--- Task data ---
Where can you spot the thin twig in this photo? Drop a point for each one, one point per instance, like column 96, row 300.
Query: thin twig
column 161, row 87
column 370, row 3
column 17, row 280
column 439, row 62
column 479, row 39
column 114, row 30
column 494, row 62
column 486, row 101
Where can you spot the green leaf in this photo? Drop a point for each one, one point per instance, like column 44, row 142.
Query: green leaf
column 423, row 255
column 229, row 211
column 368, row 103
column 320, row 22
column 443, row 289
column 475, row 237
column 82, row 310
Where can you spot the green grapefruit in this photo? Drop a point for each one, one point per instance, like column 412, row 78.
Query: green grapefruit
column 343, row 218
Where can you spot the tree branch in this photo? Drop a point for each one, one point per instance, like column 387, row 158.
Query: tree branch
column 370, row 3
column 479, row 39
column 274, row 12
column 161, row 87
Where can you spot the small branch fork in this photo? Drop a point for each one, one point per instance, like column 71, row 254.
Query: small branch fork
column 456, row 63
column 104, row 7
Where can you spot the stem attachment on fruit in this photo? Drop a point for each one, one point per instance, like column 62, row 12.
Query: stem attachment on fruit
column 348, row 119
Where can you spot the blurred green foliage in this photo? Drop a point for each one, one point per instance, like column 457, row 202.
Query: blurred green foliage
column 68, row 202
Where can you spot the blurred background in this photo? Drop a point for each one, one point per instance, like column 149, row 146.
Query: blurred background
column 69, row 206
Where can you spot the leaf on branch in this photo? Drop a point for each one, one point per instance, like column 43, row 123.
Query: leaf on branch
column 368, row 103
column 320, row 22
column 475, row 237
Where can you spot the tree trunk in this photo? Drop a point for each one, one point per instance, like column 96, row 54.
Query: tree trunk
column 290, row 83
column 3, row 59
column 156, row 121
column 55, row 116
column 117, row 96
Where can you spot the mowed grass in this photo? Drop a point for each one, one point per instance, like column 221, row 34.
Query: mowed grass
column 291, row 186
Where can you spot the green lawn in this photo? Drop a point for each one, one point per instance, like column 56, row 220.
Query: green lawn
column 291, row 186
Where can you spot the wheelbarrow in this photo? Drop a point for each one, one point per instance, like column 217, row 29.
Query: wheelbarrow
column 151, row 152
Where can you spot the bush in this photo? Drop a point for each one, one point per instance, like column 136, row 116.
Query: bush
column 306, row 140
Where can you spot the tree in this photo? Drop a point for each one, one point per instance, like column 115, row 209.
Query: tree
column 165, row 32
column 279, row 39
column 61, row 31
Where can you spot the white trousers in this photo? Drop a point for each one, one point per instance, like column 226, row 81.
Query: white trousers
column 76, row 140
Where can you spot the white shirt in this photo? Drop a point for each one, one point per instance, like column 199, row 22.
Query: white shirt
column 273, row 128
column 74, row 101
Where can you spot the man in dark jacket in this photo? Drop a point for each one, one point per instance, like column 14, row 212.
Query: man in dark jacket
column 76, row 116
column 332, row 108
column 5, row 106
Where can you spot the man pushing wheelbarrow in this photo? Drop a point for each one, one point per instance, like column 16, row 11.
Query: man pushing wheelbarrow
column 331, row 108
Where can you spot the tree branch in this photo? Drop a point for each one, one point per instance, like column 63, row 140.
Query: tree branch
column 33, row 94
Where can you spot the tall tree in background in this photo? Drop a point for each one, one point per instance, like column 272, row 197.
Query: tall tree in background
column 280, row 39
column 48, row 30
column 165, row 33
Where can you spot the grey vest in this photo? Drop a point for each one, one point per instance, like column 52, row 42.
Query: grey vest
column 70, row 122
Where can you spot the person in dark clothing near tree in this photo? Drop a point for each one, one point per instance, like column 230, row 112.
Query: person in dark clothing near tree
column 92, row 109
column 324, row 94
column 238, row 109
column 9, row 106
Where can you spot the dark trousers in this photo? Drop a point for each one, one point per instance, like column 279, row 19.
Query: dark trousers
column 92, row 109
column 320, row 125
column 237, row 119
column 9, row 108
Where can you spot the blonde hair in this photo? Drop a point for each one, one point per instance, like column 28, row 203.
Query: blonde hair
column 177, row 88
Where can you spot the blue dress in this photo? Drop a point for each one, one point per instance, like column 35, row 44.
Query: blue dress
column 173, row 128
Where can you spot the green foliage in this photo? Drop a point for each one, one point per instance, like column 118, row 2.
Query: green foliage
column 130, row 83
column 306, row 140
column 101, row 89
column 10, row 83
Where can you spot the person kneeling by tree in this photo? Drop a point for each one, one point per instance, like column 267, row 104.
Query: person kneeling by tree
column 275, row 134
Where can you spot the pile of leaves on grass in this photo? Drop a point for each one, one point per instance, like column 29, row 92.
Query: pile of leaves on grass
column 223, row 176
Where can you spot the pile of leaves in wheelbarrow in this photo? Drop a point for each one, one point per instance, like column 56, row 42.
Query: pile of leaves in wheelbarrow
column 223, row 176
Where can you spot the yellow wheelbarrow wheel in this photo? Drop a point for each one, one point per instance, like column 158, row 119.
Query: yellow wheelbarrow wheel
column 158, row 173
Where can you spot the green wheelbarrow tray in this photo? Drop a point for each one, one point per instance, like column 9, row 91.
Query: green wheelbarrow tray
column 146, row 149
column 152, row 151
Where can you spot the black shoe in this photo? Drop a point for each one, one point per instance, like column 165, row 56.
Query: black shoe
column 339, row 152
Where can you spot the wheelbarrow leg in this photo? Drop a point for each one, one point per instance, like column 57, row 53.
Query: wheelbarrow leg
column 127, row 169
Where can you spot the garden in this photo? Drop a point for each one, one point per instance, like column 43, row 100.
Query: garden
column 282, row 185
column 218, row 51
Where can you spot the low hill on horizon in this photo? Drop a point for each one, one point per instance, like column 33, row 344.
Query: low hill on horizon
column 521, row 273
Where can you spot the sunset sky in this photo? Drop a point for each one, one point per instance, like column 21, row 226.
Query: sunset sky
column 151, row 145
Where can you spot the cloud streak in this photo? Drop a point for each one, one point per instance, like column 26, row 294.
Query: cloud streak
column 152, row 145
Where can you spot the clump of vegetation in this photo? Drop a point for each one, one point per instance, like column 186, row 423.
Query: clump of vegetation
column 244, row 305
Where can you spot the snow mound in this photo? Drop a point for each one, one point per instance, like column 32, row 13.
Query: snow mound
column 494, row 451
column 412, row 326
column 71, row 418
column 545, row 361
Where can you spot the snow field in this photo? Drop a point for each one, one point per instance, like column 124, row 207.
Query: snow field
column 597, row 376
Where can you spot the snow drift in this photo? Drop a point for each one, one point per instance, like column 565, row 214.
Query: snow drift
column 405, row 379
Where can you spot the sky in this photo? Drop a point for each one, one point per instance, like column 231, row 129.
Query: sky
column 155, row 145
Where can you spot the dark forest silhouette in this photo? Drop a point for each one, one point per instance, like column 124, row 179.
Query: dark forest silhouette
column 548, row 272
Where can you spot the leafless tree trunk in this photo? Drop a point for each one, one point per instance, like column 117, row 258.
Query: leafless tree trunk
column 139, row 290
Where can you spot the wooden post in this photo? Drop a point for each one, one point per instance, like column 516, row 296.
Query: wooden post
---
--- Task data ---
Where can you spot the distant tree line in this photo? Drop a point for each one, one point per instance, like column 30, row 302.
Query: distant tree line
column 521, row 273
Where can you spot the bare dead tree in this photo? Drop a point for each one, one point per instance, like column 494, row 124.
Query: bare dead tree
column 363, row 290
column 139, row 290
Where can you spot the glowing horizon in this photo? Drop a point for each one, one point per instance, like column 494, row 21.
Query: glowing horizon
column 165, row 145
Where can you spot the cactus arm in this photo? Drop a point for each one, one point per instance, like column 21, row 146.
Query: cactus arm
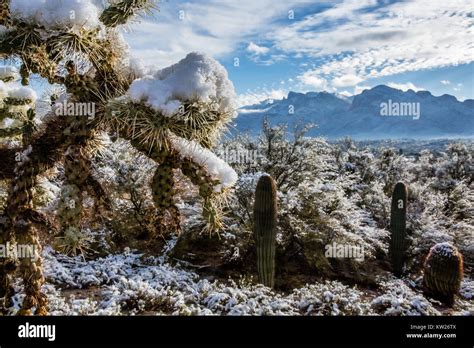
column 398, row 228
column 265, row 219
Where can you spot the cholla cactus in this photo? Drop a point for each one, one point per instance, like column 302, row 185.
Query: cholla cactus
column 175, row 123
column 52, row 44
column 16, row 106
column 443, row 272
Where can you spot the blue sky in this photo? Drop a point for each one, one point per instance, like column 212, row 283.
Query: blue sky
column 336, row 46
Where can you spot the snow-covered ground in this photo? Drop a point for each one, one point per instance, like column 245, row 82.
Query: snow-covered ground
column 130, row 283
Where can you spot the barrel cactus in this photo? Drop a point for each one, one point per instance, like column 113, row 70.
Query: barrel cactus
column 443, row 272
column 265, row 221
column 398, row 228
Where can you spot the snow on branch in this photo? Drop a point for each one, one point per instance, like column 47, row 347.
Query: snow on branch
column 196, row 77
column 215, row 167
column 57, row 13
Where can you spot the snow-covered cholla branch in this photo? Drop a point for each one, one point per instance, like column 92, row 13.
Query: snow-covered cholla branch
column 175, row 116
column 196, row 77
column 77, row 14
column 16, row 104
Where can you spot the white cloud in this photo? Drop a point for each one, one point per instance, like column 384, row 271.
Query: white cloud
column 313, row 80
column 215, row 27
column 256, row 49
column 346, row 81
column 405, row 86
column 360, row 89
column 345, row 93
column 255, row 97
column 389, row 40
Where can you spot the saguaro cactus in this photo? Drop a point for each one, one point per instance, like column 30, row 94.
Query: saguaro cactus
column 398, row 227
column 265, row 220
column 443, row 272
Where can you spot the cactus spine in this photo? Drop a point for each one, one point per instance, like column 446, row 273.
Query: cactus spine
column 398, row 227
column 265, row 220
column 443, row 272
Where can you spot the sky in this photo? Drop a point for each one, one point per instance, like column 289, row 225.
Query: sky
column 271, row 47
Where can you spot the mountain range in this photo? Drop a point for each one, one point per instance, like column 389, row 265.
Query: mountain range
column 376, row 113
---
:: Stated problem ::
Rewrite the lines starting at the one that has "Where can you spot the dark forest" and ending with the one that has "Query: wooden post". Change "Drop" to "Place" and leave everything else as it is.

:: Expected answer ::
Where can you spot the dark forest silhouette in this photo? Place a point for each one, one point per instance, like column 124, row 179.
Query: dark forest silhouette
column 548, row 272
Where can you spot the leafless tree trunk in this photo? Place a point for each one, one point per instance, like column 117, row 258.
Query: leafless tree trunk
column 139, row 290
Where can you spot the wooden post in this photo? Place a point for each one, one point per instance, like column 516, row 296.
Query: wooden post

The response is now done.